There are severe limitations to the amount of processing that can be done with our present platform. However there are still a few areas we wish to explore that are within the realm of the current system. One of these is the role of nonassociative learning such as habituation and sensitization in the shaping of behavior. We suspect, based on the biological counterparts, that these adaptive responses will play an important part in increasing the intelligence of MAVRIC.
In order to incorporate more and more complex sensors, such as CCD arrays for image-like vision, we will clearly need to increase the processing horsepower of our brain hardware. Our goal is to move to a parallel processing environment such as the Transputer which seems ideally suited to running our simulated brain. Recently a very large commercial research lab of one of the world's leading computer companies donated a quadputer board and software to our lab to help us get to the next stage.
..........
### Brief A
Decide whether each statement agrees with the MAVRIC passage: (i) the authors aim to move to a parallel processing environment such as the Transputer; (ii) the present platform puts no real limit on processing; (iii) the lab purchased the quadputer board. Answer yes or no for each and quote the deciding words.
### Brief B
Write one further paragraph that carries the MAVRIC passage on from its final sentence.
Nothing in the listing is needed for work on the MAVRIC passage.

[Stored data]
..........
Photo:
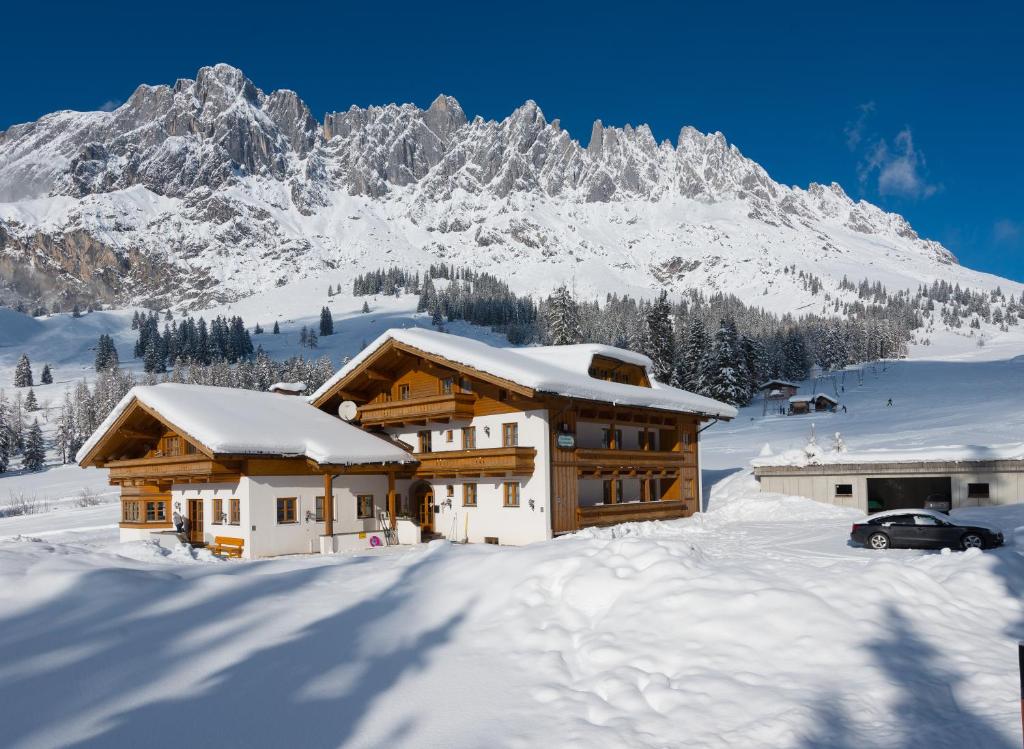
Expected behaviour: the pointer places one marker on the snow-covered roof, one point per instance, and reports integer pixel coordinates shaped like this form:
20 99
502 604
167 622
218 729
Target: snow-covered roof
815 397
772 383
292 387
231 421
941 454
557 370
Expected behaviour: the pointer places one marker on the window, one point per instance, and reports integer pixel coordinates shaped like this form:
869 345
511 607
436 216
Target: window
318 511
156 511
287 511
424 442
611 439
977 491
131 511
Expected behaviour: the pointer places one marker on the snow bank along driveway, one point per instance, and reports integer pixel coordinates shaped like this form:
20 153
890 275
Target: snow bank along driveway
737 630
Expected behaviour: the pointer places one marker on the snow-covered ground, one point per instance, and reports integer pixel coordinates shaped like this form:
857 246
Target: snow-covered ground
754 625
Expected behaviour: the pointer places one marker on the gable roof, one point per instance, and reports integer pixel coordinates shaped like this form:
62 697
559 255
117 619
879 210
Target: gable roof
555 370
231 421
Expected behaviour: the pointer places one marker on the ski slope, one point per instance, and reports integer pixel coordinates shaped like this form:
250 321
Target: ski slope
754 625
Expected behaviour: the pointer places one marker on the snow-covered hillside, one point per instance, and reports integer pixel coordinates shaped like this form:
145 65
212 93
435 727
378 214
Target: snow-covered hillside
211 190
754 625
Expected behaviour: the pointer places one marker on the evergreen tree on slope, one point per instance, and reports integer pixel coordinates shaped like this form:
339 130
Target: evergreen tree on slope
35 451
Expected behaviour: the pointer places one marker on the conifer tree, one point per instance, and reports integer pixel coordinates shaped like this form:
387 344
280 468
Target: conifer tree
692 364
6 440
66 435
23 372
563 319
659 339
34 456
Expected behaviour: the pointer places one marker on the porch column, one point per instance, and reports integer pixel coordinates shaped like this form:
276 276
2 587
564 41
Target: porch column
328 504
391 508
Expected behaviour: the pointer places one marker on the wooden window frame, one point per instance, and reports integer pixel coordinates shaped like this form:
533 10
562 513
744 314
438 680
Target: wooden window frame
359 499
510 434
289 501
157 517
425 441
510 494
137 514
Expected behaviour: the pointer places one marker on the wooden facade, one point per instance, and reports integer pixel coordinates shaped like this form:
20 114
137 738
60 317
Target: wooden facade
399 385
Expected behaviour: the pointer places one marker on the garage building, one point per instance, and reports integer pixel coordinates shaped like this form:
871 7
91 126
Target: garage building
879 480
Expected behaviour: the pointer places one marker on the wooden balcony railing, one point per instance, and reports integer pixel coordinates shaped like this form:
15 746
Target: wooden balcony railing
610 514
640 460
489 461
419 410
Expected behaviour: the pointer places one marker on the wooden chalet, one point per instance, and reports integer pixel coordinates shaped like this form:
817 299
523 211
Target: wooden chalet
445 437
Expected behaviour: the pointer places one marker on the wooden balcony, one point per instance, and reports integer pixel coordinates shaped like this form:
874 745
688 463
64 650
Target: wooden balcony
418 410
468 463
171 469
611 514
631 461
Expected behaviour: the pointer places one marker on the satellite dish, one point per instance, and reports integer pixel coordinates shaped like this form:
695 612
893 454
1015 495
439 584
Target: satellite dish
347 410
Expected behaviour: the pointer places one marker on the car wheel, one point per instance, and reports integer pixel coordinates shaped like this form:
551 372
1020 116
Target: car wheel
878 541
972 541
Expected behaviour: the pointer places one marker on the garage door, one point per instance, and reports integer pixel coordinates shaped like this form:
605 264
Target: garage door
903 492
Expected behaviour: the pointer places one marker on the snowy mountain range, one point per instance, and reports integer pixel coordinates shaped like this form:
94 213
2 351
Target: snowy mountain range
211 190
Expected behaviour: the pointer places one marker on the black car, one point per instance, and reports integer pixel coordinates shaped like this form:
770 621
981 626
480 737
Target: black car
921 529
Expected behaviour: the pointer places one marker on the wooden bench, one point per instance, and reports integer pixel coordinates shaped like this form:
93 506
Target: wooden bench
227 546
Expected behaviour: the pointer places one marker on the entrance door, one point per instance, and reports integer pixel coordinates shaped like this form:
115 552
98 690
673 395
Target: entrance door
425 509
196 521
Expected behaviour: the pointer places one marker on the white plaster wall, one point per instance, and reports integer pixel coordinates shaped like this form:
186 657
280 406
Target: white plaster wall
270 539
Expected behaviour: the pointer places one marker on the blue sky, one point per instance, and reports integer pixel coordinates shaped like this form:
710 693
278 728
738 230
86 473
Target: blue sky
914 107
..........
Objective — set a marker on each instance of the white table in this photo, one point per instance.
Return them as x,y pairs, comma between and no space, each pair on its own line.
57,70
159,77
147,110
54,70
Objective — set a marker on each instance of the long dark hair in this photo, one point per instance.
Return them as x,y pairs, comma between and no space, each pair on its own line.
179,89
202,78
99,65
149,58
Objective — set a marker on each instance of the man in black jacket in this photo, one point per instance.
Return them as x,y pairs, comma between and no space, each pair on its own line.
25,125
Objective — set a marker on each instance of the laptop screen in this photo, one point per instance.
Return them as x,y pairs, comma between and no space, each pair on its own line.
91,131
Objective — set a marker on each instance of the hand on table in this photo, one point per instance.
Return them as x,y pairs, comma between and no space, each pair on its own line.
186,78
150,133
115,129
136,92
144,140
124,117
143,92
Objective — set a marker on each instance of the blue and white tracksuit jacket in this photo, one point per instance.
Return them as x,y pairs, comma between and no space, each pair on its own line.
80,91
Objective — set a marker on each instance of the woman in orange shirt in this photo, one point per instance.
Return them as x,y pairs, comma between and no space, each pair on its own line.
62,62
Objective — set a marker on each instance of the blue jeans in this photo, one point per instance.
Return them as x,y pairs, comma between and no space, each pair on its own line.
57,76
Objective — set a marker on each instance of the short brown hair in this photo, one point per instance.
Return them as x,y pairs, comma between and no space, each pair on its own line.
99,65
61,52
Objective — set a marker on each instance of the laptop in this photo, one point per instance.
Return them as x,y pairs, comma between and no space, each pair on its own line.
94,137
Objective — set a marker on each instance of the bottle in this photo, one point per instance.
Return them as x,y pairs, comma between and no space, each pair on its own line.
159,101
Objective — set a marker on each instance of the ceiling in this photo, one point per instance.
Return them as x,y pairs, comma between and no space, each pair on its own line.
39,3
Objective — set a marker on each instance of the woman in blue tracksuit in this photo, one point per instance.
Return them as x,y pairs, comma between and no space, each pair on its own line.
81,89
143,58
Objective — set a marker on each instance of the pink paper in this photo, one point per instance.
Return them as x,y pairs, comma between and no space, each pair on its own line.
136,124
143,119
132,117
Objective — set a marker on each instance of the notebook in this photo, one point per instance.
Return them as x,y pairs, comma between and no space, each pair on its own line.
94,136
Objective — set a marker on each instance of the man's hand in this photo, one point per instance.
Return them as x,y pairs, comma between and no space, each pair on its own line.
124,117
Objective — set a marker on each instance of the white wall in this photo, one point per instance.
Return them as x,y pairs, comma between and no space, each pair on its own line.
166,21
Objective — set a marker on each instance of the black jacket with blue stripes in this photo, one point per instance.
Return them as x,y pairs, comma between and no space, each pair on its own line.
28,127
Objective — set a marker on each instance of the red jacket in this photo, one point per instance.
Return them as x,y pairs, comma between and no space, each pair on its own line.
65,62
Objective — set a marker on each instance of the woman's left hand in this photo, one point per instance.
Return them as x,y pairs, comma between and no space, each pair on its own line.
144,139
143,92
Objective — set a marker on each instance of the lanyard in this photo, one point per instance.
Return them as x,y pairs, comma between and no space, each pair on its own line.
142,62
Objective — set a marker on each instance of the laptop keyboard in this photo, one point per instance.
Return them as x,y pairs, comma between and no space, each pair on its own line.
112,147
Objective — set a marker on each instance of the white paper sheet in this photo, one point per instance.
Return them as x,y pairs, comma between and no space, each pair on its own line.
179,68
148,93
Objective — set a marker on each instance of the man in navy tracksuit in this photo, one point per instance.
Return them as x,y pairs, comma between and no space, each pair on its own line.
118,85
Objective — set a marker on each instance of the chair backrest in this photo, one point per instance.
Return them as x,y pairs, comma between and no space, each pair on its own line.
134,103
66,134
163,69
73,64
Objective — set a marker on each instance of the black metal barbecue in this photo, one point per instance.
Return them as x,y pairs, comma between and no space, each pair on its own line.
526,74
..........
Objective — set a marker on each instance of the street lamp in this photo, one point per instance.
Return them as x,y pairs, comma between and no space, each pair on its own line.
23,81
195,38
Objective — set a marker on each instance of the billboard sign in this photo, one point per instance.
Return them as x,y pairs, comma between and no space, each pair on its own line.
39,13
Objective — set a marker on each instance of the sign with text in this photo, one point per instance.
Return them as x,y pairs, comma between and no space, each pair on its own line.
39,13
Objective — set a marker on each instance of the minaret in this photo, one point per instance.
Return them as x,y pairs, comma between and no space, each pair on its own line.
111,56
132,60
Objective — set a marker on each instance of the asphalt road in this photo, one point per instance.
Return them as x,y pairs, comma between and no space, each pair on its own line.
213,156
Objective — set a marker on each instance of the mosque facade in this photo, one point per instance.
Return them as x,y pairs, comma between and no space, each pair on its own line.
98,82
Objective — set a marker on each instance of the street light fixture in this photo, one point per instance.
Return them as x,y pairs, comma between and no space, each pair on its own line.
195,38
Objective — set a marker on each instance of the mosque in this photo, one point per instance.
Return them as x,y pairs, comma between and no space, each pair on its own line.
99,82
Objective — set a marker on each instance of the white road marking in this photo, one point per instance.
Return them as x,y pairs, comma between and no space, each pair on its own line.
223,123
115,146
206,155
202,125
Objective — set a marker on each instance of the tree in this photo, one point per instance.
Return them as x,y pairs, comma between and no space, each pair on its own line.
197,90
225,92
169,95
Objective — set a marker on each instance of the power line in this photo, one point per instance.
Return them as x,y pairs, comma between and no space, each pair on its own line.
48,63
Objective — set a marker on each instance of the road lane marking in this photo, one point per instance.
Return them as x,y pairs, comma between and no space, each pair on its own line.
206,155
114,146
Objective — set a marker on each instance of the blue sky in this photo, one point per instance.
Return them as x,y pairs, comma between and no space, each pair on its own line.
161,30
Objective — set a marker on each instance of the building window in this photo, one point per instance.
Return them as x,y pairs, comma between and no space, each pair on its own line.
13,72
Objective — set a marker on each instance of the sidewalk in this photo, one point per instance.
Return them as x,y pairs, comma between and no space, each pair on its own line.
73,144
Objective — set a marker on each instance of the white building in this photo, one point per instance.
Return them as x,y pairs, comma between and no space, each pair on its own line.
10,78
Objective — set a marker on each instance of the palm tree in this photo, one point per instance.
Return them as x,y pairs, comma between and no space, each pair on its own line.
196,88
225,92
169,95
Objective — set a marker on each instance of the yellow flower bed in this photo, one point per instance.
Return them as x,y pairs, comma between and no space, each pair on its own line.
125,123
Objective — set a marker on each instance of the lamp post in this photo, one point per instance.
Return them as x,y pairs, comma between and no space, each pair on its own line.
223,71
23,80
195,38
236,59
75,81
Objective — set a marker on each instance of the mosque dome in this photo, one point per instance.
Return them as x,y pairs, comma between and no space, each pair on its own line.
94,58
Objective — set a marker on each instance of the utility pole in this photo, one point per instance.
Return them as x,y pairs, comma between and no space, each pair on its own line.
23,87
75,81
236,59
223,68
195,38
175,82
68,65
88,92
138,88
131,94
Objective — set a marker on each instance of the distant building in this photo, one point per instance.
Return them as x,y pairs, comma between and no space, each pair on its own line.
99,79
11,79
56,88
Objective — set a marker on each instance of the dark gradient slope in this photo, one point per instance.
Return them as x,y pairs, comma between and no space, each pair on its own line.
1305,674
..........
### Exercise result A
(i) Yes: "Our goal is to move to a parallel processing environment such as the Transputer"
(ii) No: "There are severe limitations to the amount of processing that can be done with our present platform."
(iii) No: "donated a quadputer board and software to our lab"

### Exercise result B
More recently one of us (Mobus) has been exploring a software--based agent called a cyberbot that is meant to forage for resources in an extended, distributed computing environment such as the Internet. The cyberbot is the software equivalent of a robot. It is fully embodied in terms of detecting objects in its environment (e.g., file names) and executing behaviors (e.g., jumping to the next node in a network). It is fully situated in a real, vast, dynamic and nonstationary environment --- the phenomenal growth rate of the Internet is now legend. The cyberbot vehicle, therefore, is not a mere simulation just because it is in software. Rather we suspect it will prove every bit as interesting as a physical robot for exploring concepts in foraging behavior and the animatic route to higher intelligence.